◆ Prompt
Quote the entries below word for word, starting at the line with "dress shirt is located." and ending at the line with "60,169,650,366", both lines included.
§ §
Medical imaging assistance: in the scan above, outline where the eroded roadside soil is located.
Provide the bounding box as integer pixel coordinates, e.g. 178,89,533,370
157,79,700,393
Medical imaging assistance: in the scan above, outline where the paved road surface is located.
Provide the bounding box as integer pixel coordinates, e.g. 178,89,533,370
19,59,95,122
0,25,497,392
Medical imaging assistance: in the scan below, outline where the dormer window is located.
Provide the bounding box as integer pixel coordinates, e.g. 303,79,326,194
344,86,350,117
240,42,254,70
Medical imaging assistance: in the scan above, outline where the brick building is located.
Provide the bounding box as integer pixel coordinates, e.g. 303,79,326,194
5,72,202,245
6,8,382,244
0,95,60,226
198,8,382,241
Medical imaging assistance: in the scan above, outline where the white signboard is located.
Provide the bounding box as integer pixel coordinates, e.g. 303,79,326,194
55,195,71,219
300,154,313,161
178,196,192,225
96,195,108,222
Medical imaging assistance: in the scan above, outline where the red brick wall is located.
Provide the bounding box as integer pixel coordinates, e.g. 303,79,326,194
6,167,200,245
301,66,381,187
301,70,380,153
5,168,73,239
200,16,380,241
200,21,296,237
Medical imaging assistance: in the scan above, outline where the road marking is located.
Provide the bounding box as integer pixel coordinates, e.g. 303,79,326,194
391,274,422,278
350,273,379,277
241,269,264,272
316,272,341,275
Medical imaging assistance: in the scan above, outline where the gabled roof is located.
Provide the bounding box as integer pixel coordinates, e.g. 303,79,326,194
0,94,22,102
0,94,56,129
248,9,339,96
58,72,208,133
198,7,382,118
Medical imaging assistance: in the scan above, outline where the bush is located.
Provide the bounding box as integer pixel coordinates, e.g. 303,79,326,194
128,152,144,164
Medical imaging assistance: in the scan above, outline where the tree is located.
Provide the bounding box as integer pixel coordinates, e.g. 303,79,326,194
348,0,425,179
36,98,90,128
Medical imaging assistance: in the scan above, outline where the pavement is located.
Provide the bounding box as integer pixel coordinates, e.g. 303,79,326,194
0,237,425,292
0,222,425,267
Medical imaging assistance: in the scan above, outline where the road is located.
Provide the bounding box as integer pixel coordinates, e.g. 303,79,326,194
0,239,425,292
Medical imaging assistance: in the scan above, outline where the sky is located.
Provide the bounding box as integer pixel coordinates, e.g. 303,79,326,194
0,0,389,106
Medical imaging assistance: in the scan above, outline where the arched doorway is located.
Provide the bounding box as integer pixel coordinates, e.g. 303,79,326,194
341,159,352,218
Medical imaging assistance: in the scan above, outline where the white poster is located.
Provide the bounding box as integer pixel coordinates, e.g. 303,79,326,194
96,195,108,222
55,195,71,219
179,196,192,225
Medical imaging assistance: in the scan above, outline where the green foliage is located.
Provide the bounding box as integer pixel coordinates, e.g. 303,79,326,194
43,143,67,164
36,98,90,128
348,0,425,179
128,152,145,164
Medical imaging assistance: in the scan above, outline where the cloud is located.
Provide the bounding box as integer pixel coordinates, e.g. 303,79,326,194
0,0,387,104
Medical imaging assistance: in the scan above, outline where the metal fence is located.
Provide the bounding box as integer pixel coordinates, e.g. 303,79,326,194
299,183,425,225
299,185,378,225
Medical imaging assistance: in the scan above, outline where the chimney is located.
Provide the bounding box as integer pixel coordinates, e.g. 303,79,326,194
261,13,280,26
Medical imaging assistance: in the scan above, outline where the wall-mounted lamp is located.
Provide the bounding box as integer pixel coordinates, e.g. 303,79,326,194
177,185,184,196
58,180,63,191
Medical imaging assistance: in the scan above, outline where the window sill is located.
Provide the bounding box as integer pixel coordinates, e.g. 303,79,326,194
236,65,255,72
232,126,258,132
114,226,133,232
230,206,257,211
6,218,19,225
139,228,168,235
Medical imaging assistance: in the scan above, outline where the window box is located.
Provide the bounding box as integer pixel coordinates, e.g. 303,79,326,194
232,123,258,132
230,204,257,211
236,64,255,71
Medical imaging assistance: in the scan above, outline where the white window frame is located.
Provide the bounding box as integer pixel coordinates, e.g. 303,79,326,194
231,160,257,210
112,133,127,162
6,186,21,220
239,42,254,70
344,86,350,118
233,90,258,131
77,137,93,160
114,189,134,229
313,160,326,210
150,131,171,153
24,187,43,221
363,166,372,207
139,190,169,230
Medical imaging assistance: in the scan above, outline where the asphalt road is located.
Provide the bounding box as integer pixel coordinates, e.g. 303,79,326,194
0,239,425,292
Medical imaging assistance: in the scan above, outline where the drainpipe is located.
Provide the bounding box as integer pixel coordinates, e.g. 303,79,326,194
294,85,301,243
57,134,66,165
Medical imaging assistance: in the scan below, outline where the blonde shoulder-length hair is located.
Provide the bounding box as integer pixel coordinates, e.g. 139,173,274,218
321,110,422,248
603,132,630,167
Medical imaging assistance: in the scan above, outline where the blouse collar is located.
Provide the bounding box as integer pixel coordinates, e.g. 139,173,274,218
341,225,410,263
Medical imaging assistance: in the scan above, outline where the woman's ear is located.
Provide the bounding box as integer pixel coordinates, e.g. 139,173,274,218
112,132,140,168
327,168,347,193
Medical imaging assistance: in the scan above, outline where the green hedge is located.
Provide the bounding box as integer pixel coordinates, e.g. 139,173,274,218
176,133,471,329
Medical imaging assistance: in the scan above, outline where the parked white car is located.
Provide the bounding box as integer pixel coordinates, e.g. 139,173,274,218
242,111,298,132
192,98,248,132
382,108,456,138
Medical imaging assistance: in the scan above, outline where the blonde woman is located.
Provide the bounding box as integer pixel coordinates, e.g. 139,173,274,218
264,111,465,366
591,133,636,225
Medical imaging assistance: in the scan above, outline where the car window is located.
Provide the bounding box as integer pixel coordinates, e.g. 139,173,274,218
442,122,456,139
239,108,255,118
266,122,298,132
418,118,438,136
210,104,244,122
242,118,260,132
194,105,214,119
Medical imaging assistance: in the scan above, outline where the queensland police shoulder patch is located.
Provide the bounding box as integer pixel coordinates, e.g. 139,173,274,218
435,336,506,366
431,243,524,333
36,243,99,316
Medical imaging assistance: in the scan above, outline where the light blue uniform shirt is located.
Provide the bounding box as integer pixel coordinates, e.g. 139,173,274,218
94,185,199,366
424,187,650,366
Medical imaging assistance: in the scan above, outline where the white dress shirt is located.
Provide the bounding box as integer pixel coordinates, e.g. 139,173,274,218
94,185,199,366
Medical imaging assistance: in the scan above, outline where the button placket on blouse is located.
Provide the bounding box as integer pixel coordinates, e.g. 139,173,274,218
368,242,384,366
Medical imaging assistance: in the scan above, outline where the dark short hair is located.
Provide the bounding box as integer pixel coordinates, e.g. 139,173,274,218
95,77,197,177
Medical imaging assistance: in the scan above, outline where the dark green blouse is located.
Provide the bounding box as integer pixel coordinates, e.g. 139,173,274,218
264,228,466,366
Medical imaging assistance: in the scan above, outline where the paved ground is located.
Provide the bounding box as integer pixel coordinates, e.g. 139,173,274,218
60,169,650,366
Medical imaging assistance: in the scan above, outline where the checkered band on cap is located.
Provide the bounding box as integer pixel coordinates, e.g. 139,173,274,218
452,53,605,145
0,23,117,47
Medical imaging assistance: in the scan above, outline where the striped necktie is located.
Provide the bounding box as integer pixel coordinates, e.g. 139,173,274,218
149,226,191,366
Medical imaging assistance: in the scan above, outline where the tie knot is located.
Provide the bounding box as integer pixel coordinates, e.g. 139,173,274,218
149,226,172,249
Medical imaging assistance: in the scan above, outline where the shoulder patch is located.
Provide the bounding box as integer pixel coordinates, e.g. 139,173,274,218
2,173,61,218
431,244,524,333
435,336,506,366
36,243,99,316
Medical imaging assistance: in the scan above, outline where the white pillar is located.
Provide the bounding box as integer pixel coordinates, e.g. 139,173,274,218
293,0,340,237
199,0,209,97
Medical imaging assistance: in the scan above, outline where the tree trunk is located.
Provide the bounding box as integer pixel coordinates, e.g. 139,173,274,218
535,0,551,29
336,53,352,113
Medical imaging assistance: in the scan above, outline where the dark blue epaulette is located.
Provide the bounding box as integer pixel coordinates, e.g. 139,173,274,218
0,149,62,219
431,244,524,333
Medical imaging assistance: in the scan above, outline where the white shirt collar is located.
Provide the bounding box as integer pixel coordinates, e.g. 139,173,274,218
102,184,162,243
§ §
◆ Reply to the exercise
Medical imaging assistance: in the scan above, outline where the white dress shirt is located.
Provide the bounding box as integer pixel coordinates, e.g. 139,173,274,218
94,185,199,366
Medical imaging assistance: in the scan above, outline where the button placket on blouse is located.
Provide the bounding box as integer pixel coordinates, e.g. 139,173,274,218
368,242,384,366
Medical imaging assistance: in the scan above, outline where the dark short hair is located.
Provide the bounding box as integer pixel coordinates, e.g. 139,173,274,218
95,77,197,177
Medical imaging assistance: in the scan above, outline where the dark green blouse is located.
Provide the bounding box as integer pixel coordinates, e.g. 139,173,274,218
264,228,466,366
Medical imaging assistance: in the scan above, outline where the paved ground is located.
Provide the bounding box as integer pixel coordinates, e.g. 139,173,274,218
60,169,650,366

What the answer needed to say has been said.